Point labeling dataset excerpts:

•••

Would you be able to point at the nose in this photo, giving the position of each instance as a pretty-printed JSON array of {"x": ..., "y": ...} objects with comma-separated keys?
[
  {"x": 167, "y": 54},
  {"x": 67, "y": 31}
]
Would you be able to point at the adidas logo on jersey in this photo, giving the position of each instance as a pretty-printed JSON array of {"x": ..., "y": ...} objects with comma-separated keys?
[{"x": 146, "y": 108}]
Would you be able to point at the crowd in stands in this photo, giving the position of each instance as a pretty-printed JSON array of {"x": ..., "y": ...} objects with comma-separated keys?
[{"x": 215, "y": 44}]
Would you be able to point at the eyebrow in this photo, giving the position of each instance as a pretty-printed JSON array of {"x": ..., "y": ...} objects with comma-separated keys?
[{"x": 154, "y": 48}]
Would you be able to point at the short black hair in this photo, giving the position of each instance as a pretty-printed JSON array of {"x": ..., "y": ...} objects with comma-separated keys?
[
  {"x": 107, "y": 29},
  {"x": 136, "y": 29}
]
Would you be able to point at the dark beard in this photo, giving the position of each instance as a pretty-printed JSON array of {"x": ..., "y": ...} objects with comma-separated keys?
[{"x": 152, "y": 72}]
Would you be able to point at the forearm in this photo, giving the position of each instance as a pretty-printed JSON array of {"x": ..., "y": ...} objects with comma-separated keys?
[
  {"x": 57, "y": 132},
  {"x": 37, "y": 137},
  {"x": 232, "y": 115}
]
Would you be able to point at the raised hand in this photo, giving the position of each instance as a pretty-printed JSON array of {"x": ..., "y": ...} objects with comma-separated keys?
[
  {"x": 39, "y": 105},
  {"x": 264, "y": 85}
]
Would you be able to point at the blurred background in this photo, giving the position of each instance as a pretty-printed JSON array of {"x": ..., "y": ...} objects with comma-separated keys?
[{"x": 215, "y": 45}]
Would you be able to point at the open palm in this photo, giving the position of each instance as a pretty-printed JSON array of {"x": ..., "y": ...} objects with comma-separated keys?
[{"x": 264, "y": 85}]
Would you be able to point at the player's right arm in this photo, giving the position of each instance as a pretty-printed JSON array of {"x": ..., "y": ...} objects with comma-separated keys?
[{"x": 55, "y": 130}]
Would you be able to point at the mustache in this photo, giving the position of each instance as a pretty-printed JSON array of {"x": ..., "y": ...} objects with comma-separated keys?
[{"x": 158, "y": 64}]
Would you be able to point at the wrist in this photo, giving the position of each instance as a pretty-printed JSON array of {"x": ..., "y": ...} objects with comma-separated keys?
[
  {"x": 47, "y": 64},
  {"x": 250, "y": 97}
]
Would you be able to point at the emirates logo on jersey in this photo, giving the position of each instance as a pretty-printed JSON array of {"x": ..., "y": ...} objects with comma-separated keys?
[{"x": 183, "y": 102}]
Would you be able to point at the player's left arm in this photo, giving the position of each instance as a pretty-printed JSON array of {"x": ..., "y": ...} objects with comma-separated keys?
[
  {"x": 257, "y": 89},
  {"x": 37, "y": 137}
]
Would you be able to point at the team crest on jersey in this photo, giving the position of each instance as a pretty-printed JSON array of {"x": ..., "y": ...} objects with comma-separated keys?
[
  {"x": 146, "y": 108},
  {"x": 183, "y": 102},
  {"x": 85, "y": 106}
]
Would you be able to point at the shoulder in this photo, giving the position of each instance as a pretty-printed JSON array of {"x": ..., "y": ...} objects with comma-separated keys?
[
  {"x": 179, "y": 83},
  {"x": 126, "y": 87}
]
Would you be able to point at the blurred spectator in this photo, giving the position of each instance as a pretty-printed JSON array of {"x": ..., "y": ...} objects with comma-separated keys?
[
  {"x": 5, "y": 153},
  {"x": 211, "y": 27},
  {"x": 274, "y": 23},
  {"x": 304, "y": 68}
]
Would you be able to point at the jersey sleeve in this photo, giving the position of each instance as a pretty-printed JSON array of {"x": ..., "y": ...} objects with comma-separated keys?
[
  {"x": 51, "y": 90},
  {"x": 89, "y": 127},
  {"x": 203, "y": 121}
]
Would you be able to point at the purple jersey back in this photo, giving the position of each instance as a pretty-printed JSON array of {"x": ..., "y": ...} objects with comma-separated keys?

•••

■ Aim of the exercise: Each entry above is to be quoted exactly.

■ Answer to this task:
Would you be able to point at the nose in this photo, giving the position of each instance as a pretty-printed JSON array of {"x": ..., "y": ...} objects with comma-separated keys?
[
  {"x": 167, "y": 54},
  {"x": 67, "y": 31}
]
Would you be able to point at the adidas logo on jersey in this photo, giving the position of each instance as a pretty-printed JSON array of {"x": ..., "y": ...} objects with comma-separated keys?
[{"x": 146, "y": 108}]
Would you be able to point at the crowd in stands in this photo, giving the position of each instance as a pretty-printed JSON array of {"x": ..., "y": ...} objects with comma-separated keys?
[{"x": 215, "y": 44}]
Would you be able to point at the eyebrow in this photo, giving the position of each instance as a pretty-printed JSON array of {"x": ..., "y": ...} objects with comma-separated keys?
[{"x": 154, "y": 48}]
Would you be able to point at the short black hair in this photo, giving the position of each instance as a pretty-printed JSON array of {"x": ..., "y": ...} objects with comma-separated keys?
[
  {"x": 107, "y": 29},
  {"x": 136, "y": 29}
]
Would you be able to point at the dark beard in this photo, giving the position of each instance as a pretty-printed JSON array of {"x": ..., "y": ...} objects with comma-separated keys?
[{"x": 152, "y": 72}]
Would you be able to point at the forearm in this photo, giving the position of each instance as a pretty-printed JSON array of {"x": ..., "y": ...} objects with comma-separated keys?
[
  {"x": 57, "y": 132},
  {"x": 37, "y": 137},
  {"x": 232, "y": 115}
]
Would you be able to point at the raised hand in this photo, giving the position of each instance as a pretty-printed JSON array of {"x": ..., "y": ...} objects with comma-separated keys?
[
  {"x": 39, "y": 105},
  {"x": 264, "y": 85}
]
Would you be able to point at the blurred background in this photo, giving the position of each instance as a pretty-printed JSON array of {"x": ..., "y": ...} objects with comma-separated keys?
[{"x": 215, "y": 45}]
Would you be able to point at the open palm in this photo, giving the position of each instance as a pretty-printed JSON array of {"x": ..., "y": ...} objects with comma-separated keys?
[{"x": 264, "y": 85}]
Would you be able to point at the player's right arm in this photo, giving the position of each instance as a pretty-printed JSON array of {"x": ..., "y": ...} objects with comma-separated keys?
[{"x": 55, "y": 130}]
Would you be able to point at the mustache in this photo, giving the position of each instance as a pretty-printed JSON array of {"x": ..., "y": ...} objects with comma-separated keys?
[{"x": 158, "y": 64}]
Would you be able to point at the wrist in this photo, giving the position of each instance as a pretty-printed JSON array of {"x": ..., "y": ...} objects with comma-separated keys?
[
  {"x": 47, "y": 64},
  {"x": 250, "y": 97}
]
Would you be able to point at the emirates logo on jersey in this photo, giving the position of each instance as a pretty-printed JSON array of {"x": ..., "y": ...} objects with comma-separated keys?
[{"x": 183, "y": 102}]
Would you be able to point at the player's left arm in this photo, giving the position of each instance as a pretty-printed JSON array of {"x": ..., "y": ...} objects with comma-separated keys?
[
  {"x": 257, "y": 89},
  {"x": 37, "y": 137}
]
Would you be able to point at the team crest on jersey in this photo, giving the position of each instance as a pretty-printed JSON array of {"x": ..., "y": ...} objects with comma-separated keys?
[
  {"x": 146, "y": 108},
  {"x": 183, "y": 102},
  {"x": 85, "y": 106}
]
Would you be able to point at the shoulder in this photo, giving the position of each instance as a pretty-printed JSON array of {"x": ..., "y": ...} objects with comma-separated keys?
[
  {"x": 179, "y": 83},
  {"x": 126, "y": 87}
]
Would you be able to point at the blurred spectator in this photo, giving the position of each instance as a pretty-printed JSON array of {"x": ..., "y": ...} objects with comma-separated keys?
[
  {"x": 5, "y": 153},
  {"x": 211, "y": 27},
  {"x": 274, "y": 23},
  {"x": 304, "y": 68}
]
Would you be able to point at the jersey sleeve in this photo, giving the position of each instance as a pretty-printed JSON array of {"x": ..., "y": ...} objects with comma-separated keys?
[
  {"x": 51, "y": 90},
  {"x": 89, "y": 127},
  {"x": 203, "y": 121}
]
Would you be able to point at the purple jersey back in this photo, giving the position of each instance as a pretty-printed JSON array of {"x": ..., "y": ...} objects with comma-separated keys?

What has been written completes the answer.